--- WHAT IS REQUIRED ---
Count how many lines of the items below contain the word "vertices", and reply with the number alone.

Outline annotation items:
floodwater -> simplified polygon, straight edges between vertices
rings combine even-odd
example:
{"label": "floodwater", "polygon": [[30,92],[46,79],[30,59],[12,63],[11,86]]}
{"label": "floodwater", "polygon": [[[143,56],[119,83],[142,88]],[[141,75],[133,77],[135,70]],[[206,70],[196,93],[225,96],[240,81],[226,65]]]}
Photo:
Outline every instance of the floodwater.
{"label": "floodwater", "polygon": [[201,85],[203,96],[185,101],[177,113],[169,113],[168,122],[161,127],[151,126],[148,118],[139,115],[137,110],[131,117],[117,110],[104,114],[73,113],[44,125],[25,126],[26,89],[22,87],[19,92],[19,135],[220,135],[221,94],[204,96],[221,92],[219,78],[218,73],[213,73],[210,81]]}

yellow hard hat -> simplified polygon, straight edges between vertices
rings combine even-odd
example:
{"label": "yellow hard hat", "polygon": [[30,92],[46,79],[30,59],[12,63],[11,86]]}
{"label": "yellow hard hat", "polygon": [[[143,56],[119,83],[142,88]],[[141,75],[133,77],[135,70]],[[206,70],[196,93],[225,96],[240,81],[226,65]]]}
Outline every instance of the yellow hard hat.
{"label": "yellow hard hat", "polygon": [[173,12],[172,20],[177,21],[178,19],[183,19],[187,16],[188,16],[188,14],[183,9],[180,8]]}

==

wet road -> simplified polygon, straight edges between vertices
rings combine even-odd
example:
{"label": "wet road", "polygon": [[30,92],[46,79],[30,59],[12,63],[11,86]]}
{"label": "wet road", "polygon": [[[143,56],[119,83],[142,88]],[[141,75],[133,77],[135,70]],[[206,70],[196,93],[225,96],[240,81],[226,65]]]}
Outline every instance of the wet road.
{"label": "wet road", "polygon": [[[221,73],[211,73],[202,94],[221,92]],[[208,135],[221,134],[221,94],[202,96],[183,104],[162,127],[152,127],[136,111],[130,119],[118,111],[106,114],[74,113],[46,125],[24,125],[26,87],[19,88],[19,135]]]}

...

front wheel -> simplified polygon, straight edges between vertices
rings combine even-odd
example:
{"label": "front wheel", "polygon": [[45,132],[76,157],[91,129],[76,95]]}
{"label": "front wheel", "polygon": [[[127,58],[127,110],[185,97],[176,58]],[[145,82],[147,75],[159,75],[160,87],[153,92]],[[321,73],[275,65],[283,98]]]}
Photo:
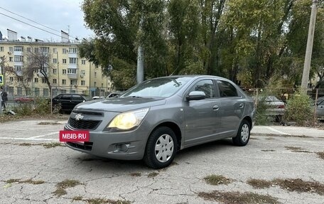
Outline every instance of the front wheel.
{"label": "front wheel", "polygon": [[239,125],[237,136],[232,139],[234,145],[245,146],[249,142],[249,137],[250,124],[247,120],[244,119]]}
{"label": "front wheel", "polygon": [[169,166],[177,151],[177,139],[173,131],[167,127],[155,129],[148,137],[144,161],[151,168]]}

--- OUTPUT FOR THIS TASK ---
4